Exercise requirements – Return the complete listing without omission.
Segment Open
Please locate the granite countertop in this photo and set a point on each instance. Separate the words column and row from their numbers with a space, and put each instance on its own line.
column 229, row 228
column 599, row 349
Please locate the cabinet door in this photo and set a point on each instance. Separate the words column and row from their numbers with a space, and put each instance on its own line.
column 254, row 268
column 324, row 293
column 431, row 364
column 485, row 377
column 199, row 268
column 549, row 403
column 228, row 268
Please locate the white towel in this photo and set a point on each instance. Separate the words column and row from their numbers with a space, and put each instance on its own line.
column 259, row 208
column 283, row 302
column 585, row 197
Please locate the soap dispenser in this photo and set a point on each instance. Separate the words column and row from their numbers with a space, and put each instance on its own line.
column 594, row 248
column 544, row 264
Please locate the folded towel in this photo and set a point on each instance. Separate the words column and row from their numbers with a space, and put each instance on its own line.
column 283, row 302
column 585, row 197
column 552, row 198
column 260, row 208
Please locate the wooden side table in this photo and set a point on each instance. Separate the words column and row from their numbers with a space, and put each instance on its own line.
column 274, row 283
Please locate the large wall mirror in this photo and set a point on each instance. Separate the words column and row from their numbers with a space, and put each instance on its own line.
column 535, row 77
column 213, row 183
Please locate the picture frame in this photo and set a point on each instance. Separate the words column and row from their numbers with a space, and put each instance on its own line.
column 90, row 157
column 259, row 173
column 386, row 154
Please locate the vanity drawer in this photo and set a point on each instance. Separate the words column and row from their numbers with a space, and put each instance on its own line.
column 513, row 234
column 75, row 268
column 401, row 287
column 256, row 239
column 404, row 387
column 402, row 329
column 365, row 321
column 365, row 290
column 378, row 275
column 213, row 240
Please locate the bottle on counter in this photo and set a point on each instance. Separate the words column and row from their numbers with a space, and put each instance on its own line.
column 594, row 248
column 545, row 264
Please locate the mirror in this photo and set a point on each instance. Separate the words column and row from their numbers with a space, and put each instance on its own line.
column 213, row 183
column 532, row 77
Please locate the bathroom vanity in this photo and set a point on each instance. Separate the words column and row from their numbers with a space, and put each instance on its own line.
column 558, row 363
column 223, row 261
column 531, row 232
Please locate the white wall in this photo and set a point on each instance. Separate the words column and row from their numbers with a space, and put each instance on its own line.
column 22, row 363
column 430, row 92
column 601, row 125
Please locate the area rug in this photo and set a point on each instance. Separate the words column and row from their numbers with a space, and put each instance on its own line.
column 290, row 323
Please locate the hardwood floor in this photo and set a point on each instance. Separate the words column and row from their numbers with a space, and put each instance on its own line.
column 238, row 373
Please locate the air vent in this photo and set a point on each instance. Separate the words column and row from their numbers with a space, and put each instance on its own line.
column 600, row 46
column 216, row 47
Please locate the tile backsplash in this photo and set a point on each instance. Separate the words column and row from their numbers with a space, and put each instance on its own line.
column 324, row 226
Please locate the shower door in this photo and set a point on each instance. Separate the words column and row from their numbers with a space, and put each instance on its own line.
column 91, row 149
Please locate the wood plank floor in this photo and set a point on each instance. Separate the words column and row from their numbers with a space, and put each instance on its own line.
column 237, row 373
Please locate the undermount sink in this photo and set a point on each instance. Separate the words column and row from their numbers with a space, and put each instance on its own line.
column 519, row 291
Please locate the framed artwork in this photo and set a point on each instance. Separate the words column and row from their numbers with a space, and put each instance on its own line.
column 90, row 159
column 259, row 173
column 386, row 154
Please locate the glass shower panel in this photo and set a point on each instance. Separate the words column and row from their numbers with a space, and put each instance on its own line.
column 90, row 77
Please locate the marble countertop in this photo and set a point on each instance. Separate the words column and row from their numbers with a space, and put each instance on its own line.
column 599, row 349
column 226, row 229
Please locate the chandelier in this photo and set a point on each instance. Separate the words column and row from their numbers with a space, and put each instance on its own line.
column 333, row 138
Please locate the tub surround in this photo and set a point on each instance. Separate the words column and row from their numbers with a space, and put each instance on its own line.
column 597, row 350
Segment Closed
Written response –
Please locate the granite countertop in this photo and set a point on each instance. Separate the words column and row from their numbers with a space, and put each instance on its own line.
column 229, row 228
column 599, row 349
Please locate the cabinet door in this photo and set a point on each instance. Separate the words column and row from their numbers with a space, and put each instance on its own line.
column 254, row 268
column 324, row 293
column 431, row 364
column 485, row 377
column 199, row 268
column 549, row 403
column 228, row 268
Please locate the white towel in this photo and set a point on each instance. Separate the words column and row from their numbers with a space, and put each instance on its own line.
column 259, row 208
column 283, row 302
column 585, row 197
Please locate the soap dispenser in this photo and set a point on each instance. Separate the words column and row from their numbers with a space, and put each instance on its own line.
column 594, row 248
column 544, row 264
Please locate the folded towel in this photo and set a point on each instance. Separate the words column and row from their numbers with a space, and put each instance on its own line.
column 283, row 302
column 585, row 197
column 552, row 198
column 260, row 208
Please locate the wooden side table in this photo and set a point on each instance. Separate the words column and row from their numbers with a space, and put each instance on its own line.
column 274, row 283
Please locate the large wall mirror in this photo and set a point on each instance. Separate the words column and row from their numbers with a space, and put each instance on its own line.
column 535, row 77
column 213, row 183
Please locate the picture frame in this photo and set a point on each instance. Separate the words column and row from their numbers with a space, and put each instance on its own line.
column 90, row 157
column 259, row 173
column 386, row 154
Please locate the vanity drawer in this photo and set a point on each instance. Separate the words column and row from their numbers with a space, and put each instance on its own line.
column 513, row 234
column 75, row 268
column 401, row 287
column 256, row 239
column 404, row 387
column 402, row 329
column 365, row 321
column 365, row 290
column 378, row 275
column 213, row 240
Please locate the bottle on counter in this photo and set a point on each instance. Separate the words column and row from their numbers with a space, and put each instance on its own line.
column 594, row 248
column 545, row 264
Please locate the mirror in this photo and set a point on each instance. Separate the words column and row from their numbers with a space, and put each instance on its own line.
column 213, row 183
column 532, row 77
Please locate the bathroom vanity in this photo and set a point on each instance. Separate the words column and row from their numbers with a space, and put each instance on its own line.
column 558, row 363
column 223, row 261
column 531, row 232
Please locate the white wall in this photo and set a point on each instance. Separate the words column and row from their numbers with a space, and put each instance on its own line.
column 22, row 363
column 430, row 92
column 601, row 125
Please locate the area rug in this photo and set a point on each instance. Separate the words column and row from their numbers with a space, and put each instance on its own line.
column 290, row 323
Please locate the hardwood floor in this photo and set a point on each instance. Separate the words column and row from their numbers with a space, and put each instance on its own line.
column 238, row 373
Please locate the air vent in this photo and set a point on each instance. Separate the words column and row from their numbers with a space, and put each instance on its own line.
column 600, row 46
column 216, row 47
Please locate the tile backsplash in this photo and set a point on each instance. Separate the words column and row from their numbers with a space, and put each instance on its own line.
column 324, row 226
Please locate the shower door in this photo and set a point on each instance. Separate the words column and row from their numbers with a space, and put each instance on its own line.
column 91, row 149
Please locate the wood plank floor in this photo and set a point on each instance. Separate the words column and row from their numbers with a space, and put each instance on its own line.
column 237, row 373
Please locate the undermount sink in this photo and set a point on each instance. Separate the words column and row from their numbers with a space, and put each instance on its own line.
column 519, row 291
Please locate the framed artwork in this photo and set a point on each instance. Separate the words column and row from their numbers with a space, and put each instance on its own line.
column 90, row 159
column 259, row 173
column 386, row 154
Please locate the glass shower panel in this photo and set a point on each instance. Separate the words column and row from their numbers with a space, and put each instance on its own line.
column 90, row 77
Please locate the marble countertop in this photo and set a point on each instance. Separate the words column and row from their numbers with a space, and put each instance on its own line.
column 599, row 349
column 226, row 229
Please locate the chandelier in this photo and set a point on each instance. Separate the words column and row from their numbers with a space, and put each instance on its own line.
column 333, row 138
Please locate the tub surround in this photo and set a point on each instance. Separate the words column and row from their numbers with a space, and put each instance on its own line.
column 597, row 350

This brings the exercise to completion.